* INSTRUCTIONS FOR THE TASK *
Retype exactly the lines from the one that contains "Query: baby's nose" through the final line of the material below, and add nothing else.

-------- AVAILABLE RECORDS --------

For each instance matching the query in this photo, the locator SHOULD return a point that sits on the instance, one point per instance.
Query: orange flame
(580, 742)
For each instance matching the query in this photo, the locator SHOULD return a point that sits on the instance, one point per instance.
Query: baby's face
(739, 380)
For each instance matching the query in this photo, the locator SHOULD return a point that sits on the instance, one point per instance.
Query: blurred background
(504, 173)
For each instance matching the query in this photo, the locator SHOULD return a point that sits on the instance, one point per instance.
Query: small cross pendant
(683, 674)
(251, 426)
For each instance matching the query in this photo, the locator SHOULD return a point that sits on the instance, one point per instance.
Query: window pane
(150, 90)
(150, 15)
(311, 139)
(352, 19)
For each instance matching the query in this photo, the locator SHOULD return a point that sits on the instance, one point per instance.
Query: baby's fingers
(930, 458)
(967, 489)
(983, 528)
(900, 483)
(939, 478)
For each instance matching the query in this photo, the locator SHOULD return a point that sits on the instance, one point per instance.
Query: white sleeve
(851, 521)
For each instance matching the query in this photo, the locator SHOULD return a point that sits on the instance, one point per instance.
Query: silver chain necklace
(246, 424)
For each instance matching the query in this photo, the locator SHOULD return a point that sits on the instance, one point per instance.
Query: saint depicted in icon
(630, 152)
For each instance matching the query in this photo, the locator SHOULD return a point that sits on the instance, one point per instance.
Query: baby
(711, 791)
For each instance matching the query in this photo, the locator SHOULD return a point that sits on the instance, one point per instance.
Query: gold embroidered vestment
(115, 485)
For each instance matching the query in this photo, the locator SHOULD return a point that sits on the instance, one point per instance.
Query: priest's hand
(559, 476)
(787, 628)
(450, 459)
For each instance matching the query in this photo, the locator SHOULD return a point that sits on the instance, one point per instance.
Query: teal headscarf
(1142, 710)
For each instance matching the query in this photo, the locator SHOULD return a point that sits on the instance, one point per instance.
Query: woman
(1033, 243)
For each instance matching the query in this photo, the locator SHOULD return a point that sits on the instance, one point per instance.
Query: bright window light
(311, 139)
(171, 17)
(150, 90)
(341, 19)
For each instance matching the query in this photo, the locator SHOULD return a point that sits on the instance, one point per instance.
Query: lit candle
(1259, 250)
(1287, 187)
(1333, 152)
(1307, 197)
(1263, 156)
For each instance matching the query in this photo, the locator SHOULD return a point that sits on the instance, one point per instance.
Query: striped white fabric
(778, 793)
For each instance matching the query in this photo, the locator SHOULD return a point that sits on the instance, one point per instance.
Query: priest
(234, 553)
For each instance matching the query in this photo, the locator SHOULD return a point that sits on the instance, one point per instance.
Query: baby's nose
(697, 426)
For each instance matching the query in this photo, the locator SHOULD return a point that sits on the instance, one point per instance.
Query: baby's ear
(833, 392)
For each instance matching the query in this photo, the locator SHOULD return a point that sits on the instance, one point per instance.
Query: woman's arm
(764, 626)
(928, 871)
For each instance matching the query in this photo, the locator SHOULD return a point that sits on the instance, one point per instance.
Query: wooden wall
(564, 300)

--------

* RESULT BELOW *
Query: baby's nose
(697, 426)
For each instance matching the query in this photo, the locator SHOULD return a point that sits on the instance, one point per instance.
Query: baby's ear
(833, 392)
For each instance matching the query in this photo, the locator SHOULD return a point that sits on the instance, one point per instance.
Query: woman's arm
(764, 626)
(928, 871)
For each instance matching the query in this photo, the locator SHOULD return a point that sits on the instance, one point per instance.
Query: wooden wall
(564, 300)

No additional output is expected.